## WRITTEN PROBLEM
Retype the full set of records. Keep every character identical.

Entries from a pointing dataset
>>>>>

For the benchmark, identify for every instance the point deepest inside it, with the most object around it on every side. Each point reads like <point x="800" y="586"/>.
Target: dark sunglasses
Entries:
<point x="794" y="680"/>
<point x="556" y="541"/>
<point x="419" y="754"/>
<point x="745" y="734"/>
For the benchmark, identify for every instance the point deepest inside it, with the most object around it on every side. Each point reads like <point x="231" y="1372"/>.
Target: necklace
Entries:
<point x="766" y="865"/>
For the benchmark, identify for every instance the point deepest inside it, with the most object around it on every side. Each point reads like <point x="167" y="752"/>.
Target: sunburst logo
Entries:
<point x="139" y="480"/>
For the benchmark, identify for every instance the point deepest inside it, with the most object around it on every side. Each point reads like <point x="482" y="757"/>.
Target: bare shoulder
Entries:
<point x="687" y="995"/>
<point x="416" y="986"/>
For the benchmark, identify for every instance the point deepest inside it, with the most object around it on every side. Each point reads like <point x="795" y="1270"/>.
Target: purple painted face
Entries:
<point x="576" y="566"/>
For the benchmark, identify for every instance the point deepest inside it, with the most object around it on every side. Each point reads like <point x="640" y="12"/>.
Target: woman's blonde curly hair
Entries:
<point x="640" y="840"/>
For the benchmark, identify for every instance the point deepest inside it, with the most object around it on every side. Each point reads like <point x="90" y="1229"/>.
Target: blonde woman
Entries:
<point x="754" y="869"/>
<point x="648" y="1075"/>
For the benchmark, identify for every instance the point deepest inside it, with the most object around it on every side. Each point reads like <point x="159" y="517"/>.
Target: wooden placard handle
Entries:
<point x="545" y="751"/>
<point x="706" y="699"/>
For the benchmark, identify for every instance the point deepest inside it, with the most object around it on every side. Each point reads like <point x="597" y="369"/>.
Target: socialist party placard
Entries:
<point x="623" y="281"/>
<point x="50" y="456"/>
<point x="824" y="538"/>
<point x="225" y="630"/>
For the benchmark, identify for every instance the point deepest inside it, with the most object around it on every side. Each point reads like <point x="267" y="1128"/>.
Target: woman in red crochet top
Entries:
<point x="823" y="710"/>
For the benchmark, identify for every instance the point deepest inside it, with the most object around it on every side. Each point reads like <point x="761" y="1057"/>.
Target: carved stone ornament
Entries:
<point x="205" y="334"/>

<<<<<

## THE ANSWER
For the benchmark, identify for every instance the point deepest inside it, with the most object around it on every side. Each point reads like <point x="800" y="586"/>.
Target: dark sunglasses
Entries:
<point x="794" y="680"/>
<point x="556" y="541"/>
<point x="419" y="754"/>
<point x="745" y="734"/>
For the benchmark, identify for every instance the point deepest inside it, with the most object around it on every side. Each point reads like <point x="231" y="1372"/>.
Target: necklace
Entries:
<point x="766" y="865"/>
For the benchmark, identify for every instance the point deepest inside it, with the most object around it on every side. Each point reads like <point x="167" y="752"/>.
Target: sunburst logo
Entries:
<point x="139" y="480"/>
For the benchmark, identify for every instance the point deepest inside it, with the most object around it on every side. Each point reads like <point x="482" y="757"/>.
Target: bare shoulder
Entries:
<point x="687" y="995"/>
<point x="416" y="986"/>
For the benchmark, identify for every instance the point deepest inside it, with the most object around it on every side. Each point reads like <point x="795" y="1270"/>.
Target: purple painted face
Entries:
<point x="576" y="566"/>
For the benchmark, identify for every instance the point deepest inside it, with the most object around it on every side. Each point reads like <point x="640" y="12"/>.
Target: woman's blonde curly hair
Entries:
<point x="640" y="840"/>
For the benchmark, identify for every instance the point deepest inside it, with the most object around it on every side. Each point reads like <point x="90" y="1229"/>.
Target: blonde woman
Entries:
<point x="754" y="869"/>
<point x="648" y="1075"/>
For the benchmark, identify for every instance the point deepest inside it, with the most object around it on every side. Each point reads like <point x="159" y="517"/>.
Target: wooden placard handle
Entries:
<point x="545" y="751"/>
<point x="706" y="699"/>
For the benchmark, identify for every instance the point deepest inside it, with the most object around it on every side. Each point reads like <point x="597" y="369"/>.
Target: socialist party placard
Entries:
<point x="623" y="281"/>
<point x="50" y="456"/>
<point x="824" y="538"/>
<point x="225" y="630"/>
For the benchmark, identify for every instance the point deepest inside it, with the most object around it on every side. Each point reads like <point x="267" y="1128"/>.
Target: woman in red crochet top
Entries:
<point x="823" y="710"/>
For the benchmark, identify for every instance the point deepest inside it, with the most object around it on every side. Each point reads like <point x="761" y="1057"/>.
Target: carved stone ornament
Entries:
<point x="205" y="334"/>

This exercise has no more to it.